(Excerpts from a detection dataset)
────────
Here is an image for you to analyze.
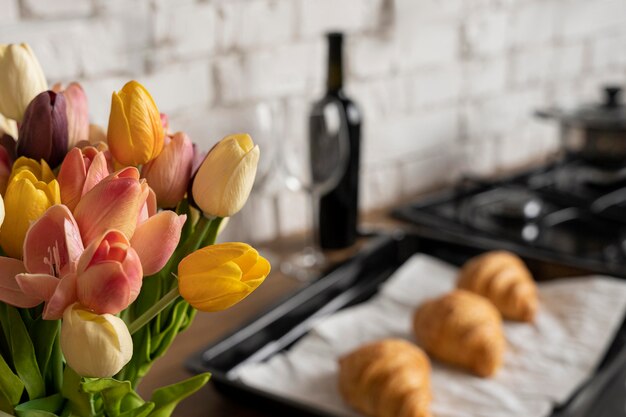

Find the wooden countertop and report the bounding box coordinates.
[139,262,301,417]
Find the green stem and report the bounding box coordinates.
[202,217,224,247]
[128,286,180,335]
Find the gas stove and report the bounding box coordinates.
[393,159,626,417]
[394,159,626,277]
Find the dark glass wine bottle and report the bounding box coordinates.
[309,33,361,249]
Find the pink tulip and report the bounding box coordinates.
[0,256,41,308]
[9,204,84,320]
[130,210,187,275]
[52,82,89,149]
[159,113,170,133]
[63,83,89,148]
[57,146,109,210]
[141,132,193,208]
[76,230,143,314]
[74,167,150,245]
[17,91,68,168]
[24,204,85,277]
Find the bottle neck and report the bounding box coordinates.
[326,34,343,93]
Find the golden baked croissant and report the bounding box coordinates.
[339,339,432,417]
[457,251,539,322]
[413,290,506,377]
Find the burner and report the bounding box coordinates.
[458,186,556,242]
[536,207,626,263]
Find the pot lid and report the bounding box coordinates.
[537,86,626,129]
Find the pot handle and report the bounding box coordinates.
[534,108,563,119]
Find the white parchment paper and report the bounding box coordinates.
[236,254,626,417]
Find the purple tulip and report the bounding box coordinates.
[17,91,68,169]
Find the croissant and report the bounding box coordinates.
[457,251,539,322]
[339,339,432,417]
[413,290,506,377]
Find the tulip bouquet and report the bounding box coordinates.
[0,45,270,417]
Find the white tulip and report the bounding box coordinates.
[0,194,4,226]
[192,133,260,217]
[0,43,48,122]
[61,304,133,378]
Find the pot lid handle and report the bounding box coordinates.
[604,85,622,107]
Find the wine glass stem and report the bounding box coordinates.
[309,191,320,251]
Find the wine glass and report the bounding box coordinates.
[281,100,350,281]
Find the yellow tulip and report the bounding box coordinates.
[0,157,61,258]
[178,242,270,312]
[0,195,4,227]
[192,133,260,217]
[0,43,48,122]
[107,81,164,166]
[61,304,133,378]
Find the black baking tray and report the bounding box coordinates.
[187,233,626,417]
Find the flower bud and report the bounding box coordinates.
[0,114,17,139]
[178,242,270,312]
[0,43,48,122]
[89,123,107,144]
[52,82,89,149]
[0,195,4,227]
[61,304,133,378]
[17,91,68,168]
[107,81,164,166]
[0,145,11,193]
[0,157,61,258]
[141,132,193,208]
[192,134,259,217]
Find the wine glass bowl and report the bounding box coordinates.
[281,100,349,281]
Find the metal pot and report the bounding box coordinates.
[535,86,626,165]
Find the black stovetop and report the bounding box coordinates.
[394,160,626,277]
[393,160,626,417]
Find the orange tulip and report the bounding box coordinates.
[178,242,270,312]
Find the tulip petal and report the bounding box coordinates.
[130,210,187,275]
[81,152,109,196]
[61,304,133,378]
[179,242,250,274]
[191,134,260,217]
[57,148,87,210]
[0,171,56,258]
[0,257,43,308]
[24,204,84,276]
[241,256,272,288]
[179,276,254,313]
[76,262,133,314]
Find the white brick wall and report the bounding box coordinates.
[0,0,626,239]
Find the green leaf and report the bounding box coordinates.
[15,394,65,417]
[176,198,193,242]
[31,318,62,392]
[118,402,154,417]
[150,373,211,417]
[4,305,46,400]
[0,356,24,406]
[61,366,95,416]
[0,393,13,417]
[44,337,63,392]
[83,378,148,417]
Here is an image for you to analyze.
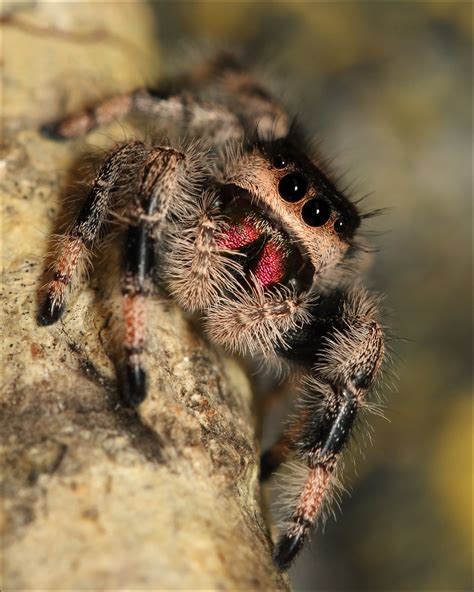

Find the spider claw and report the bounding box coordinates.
[40,121,69,142]
[273,533,304,571]
[122,364,147,408]
[38,294,64,327]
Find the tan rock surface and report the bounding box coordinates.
[0,2,286,590]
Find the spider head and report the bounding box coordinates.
[218,139,360,289]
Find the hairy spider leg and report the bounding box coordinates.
[42,89,243,143]
[121,147,185,407]
[42,56,289,144]
[263,289,384,570]
[38,142,148,325]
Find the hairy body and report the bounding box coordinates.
[39,56,384,569]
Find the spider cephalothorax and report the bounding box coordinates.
[39,57,384,569]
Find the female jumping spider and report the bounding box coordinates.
[39,56,384,570]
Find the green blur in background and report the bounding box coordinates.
[154,2,472,591]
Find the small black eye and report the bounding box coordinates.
[301,199,331,226]
[272,154,288,169]
[334,218,346,234]
[278,173,308,202]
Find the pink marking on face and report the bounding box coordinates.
[217,218,261,251]
[218,218,287,288]
[253,241,287,288]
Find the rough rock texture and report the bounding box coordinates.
[0,2,287,590]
────────
_Description of the task_.
Please show each line of the records above that contains the string "wine", treating uppercase and lowercase as different.

_Written answer_.
Find the dark glass wine bottle and report the bounding box coordinates.
Find the wine glass stem and report the bounding box coordinates.
Find the wine glass and report the bounding box coordinates.
Find the wine glass bowl and report the bounding box coordinates.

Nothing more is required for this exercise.